• [What you should do]
Your copy of the lines below must match them exactly and contain no images.

(Extracted data entries)
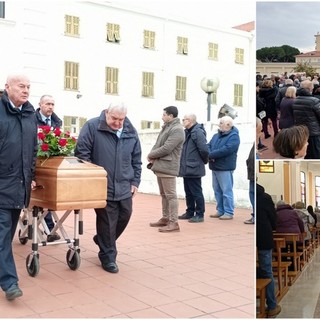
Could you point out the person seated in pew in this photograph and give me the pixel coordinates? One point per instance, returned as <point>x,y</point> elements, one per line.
<point>288,221</point>
<point>306,217</point>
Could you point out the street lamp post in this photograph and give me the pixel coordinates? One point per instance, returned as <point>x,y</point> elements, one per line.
<point>209,85</point>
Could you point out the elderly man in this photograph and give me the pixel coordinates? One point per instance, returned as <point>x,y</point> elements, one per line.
<point>223,149</point>
<point>17,157</point>
<point>165,160</point>
<point>194,156</point>
<point>306,111</point>
<point>111,141</point>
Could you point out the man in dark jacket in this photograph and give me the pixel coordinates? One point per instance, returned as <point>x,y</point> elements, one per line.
<point>306,111</point>
<point>194,156</point>
<point>251,177</point>
<point>223,149</point>
<point>266,224</point>
<point>46,116</point>
<point>18,150</point>
<point>111,141</point>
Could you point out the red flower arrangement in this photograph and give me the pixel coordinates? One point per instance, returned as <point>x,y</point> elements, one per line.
<point>54,142</point>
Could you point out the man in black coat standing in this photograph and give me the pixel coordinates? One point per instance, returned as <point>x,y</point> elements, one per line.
<point>306,111</point>
<point>18,150</point>
<point>193,158</point>
<point>266,224</point>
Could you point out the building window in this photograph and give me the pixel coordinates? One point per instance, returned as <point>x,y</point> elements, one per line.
<point>182,45</point>
<point>2,9</point>
<point>303,186</point>
<point>73,124</point>
<point>181,87</point>
<point>71,76</point>
<point>145,124</point>
<point>149,39</point>
<point>147,84</point>
<point>238,95</point>
<point>113,32</point>
<point>111,84</point>
<point>239,55</point>
<point>213,51</point>
<point>71,26</point>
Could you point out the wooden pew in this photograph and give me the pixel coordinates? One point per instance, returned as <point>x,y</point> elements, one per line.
<point>291,251</point>
<point>261,285</point>
<point>280,268</point>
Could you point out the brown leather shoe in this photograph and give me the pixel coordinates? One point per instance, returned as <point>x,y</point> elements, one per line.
<point>161,223</point>
<point>170,227</point>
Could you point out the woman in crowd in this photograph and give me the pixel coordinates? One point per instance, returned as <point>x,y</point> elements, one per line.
<point>292,142</point>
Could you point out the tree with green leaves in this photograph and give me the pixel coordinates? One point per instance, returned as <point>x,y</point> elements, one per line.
<point>284,53</point>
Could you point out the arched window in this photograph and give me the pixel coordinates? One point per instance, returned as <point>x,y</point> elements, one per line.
<point>303,186</point>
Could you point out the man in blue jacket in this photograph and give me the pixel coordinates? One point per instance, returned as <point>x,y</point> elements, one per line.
<point>18,150</point>
<point>111,141</point>
<point>223,149</point>
<point>193,158</point>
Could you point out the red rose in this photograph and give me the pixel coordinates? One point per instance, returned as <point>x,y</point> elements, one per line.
<point>44,147</point>
<point>57,132</point>
<point>45,129</point>
<point>62,142</point>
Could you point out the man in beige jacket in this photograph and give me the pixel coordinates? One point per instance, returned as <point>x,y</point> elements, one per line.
<point>164,161</point>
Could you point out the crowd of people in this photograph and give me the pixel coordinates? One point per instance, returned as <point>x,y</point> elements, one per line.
<point>111,141</point>
<point>288,110</point>
<point>291,106</point>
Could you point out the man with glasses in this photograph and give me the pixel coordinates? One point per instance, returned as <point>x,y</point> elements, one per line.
<point>112,142</point>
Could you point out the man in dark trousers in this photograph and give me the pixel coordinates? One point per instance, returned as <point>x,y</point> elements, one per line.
<point>266,224</point>
<point>112,142</point>
<point>18,151</point>
<point>46,116</point>
<point>193,158</point>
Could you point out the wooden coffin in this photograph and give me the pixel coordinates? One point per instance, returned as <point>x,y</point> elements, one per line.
<point>68,183</point>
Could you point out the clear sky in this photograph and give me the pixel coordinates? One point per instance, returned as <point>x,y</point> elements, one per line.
<point>292,23</point>
<point>223,14</point>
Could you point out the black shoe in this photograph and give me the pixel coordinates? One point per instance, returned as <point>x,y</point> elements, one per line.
<point>185,216</point>
<point>53,237</point>
<point>196,219</point>
<point>110,267</point>
<point>13,292</point>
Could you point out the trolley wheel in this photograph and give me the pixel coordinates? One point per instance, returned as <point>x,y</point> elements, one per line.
<point>23,240</point>
<point>32,264</point>
<point>74,262</point>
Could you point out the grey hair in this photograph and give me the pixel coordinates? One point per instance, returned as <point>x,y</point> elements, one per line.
<point>227,120</point>
<point>117,106</point>
<point>192,117</point>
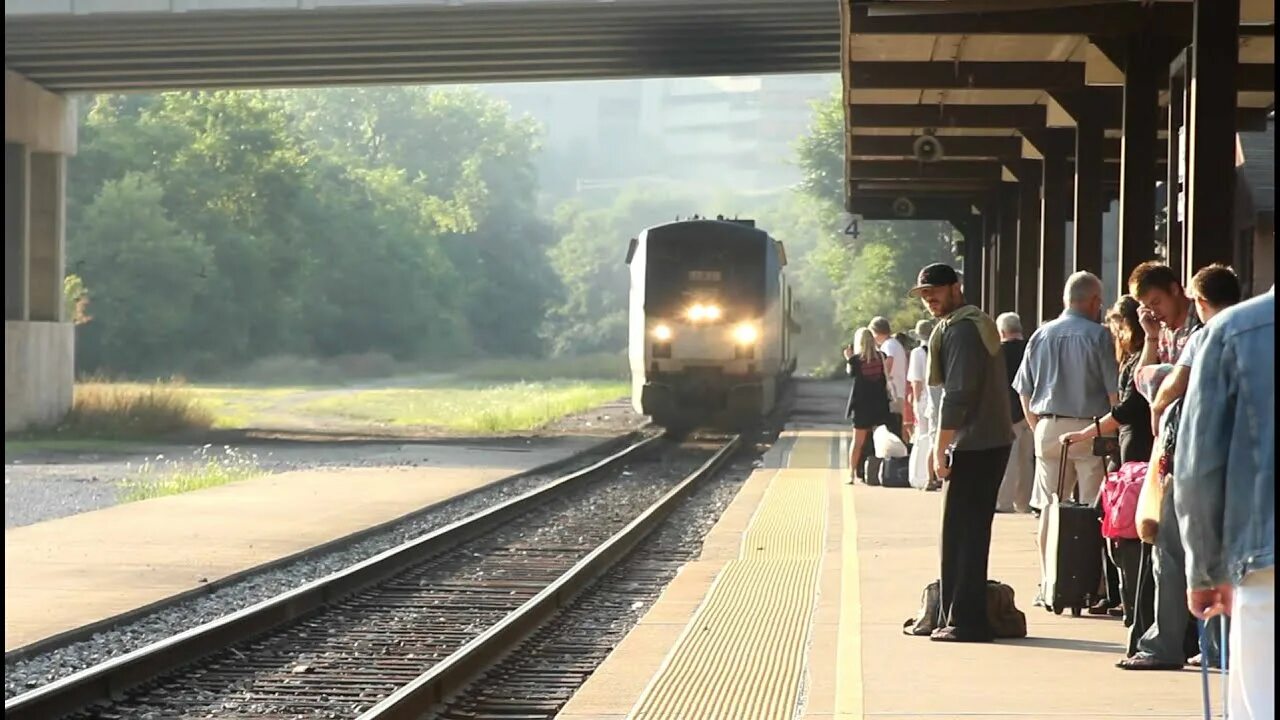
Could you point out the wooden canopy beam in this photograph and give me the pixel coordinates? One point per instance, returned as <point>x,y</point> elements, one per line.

• [Task response]
Could you point out the person seated in pew in this photograph and give me the pixel coordinates? One point per instance, returned as <point>x,y</point> elements, one per line.
<point>288,221</point>
<point>306,217</point>
Could you point out the street lamp post in this photograph and give me the pixel coordinates? One point per instance, returned as <point>x,y</point> elements, one per line.
<point>209,85</point>
Could you point out the elderly man in this photograph and give me the pixel coordinates? One point per instance, returned as <point>x,y</point> elements, one per line.
<point>223,149</point>
<point>17,157</point>
<point>165,160</point>
<point>194,156</point>
<point>306,111</point>
<point>111,141</point>
Could you point out the man in dark jacket in this photograph and give me the pixel coordinates? One point per instance, returned as <point>x,y</point> elements, one per line.
<point>306,111</point>
<point>194,156</point>
<point>251,177</point>
<point>223,149</point>
<point>266,224</point>
<point>46,116</point>
<point>18,150</point>
<point>111,141</point>
Could you point out the red flower arrangement in this photograph and give me the pixel coordinates? One point per instance, returned as <point>x,y</point> elements, one per line.
<point>54,142</point>
Could you point out the man in black coat standing in this photograph and give me the pixel coordinates? One point per instance, returned as <point>x,y</point> elements, one per line.
<point>306,111</point>
<point>18,150</point>
<point>193,158</point>
<point>266,224</point>
Could you point out the building window in this photograph and give me the pixel coordinates? One point per instance, returned as <point>x,y</point> elements, one per line.
<point>182,45</point>
<point>2,9</point>
<point>303,186</point>
<point>73,124</point>
<point>181,87</point>
<point>71,76</point>
<point>145,124</point>
<point>149,39</point>
<point>147,84</point>
<point>238,95</point>
<point>113,32</point>
<point>111,84</point>
<point>239,55</point>
<point>213,51</point>
<point>71,26</point>
Could you point out the wooden pew in this photograph and give me the pixel coordinates? One point per instance, returned as <point>x,y</point> elements, one per line.
<point>291,251</point>
<point>261,285</point>
<point>280,268</point>
Could you point out the brown leather shoe in this photograph and give me the pixel coordinates? One point per instance, returned as <point>x,y</point> elements, one per line.
<point>161,223</point>
<point>170,227</point>
Could you point out the woman in crowd in this photograph and give me the pixel coordinates? One point per instance, returned as <point>x,y</point> elements, one per line.
<point>292,142</point>
Could you point out the tree with green leaves in this photograph and give me the pixel coordinates? One point per instance, returned as <point>x,y</point> elements, one per line.
<point>284,53</point>
Could you point out the arched window in this photograph and give me the pixel coordinates? One point per instance, returned as <point>x,y</point> elements, one per line.
<point>303,186</point>
Could you point out the man in blue jacket in this photograph and give me the pixel coordinates? One point per instance, returned as <point>x,y</point> elements, one per line.
<point>18,150</point>
<point>111,141</point>
<point>223,149</point>
<point>193,158</point>
Could you point out the red rose in this photograph and give me the pixel coordinates? One point per instance, returned as <point>x,y</point> elements, one per line.
<point>44,147</point>
<point>57,132</point>
<point>45,129</point>
<point>62,142</point>
Could you point out the man in beige jacket in this photograph and give me the pixel coordinates? One point per instance, returned as <point>x,y</point> elements, one per line.
<point>164,161</point>
Could you point out the crowd of people in this photograph and give me the pixel coordinates? One point per instance, returned as <point>x,y</point> elements, one per line.
<point>111,141</point>
<point>288,110</point>
<point>291,106</point>
Could you point out the man with glasses in this photograph and give me the pixel coordinates? One point per instance, returned as <point>x,y</point> elements, one per line.
<point>112,142</point>
Could you point out the man in dark trousers in this photograph and give me the pixel coordinates? One point per instance, returned as <point>x,y</point> elements, one per line.
<point>266,224</point>
<point>112,142</point>
<point>18,151</point>
<point>46,116</point>
<point>193,158</point>
Could you point out the wooden coffin in this photograph and give me the pixel coordinates? One point per instance, returned as <point>x,y</point> elements, one per line.
<point>68,183</point>
Could you point out the clear sky in this photograph and give me the pixel coordinates? One point per instance, returned as <point>x,y</point> elements, one per line.
<point>292,23</point>
<point>223,14</point>
Could you point out the black shoe in this photograph and give me the pixel coordinates? One point per instance, returned as <point>x,y</point> elements, one per line.
<point>185,216</point>
<point>53,237</point>
<point>196,219</point>
<point>110,267</point>
<point>13,292</point>
Could you point out the trolley wheel in this photograph and give me the pixel coordinates? One point per instance, returned as <point>x,y</point> elements, one per line.
<point>23,240</point>
<point>32,264</point>
<point>74,262</point>
Could you point out the grey hair in this photograph and give me the pixel coordinates? One point per instance, returned as <point>x,y</point> elements, one per line.
<point>227,120</point>
<point>117,106</point>
<point>192,117</point>
Could you point out the wooden canopy beam in this photograph and give me the pixel coordinates? One point per instance, returned as <point>x,y</point> elements, one per line.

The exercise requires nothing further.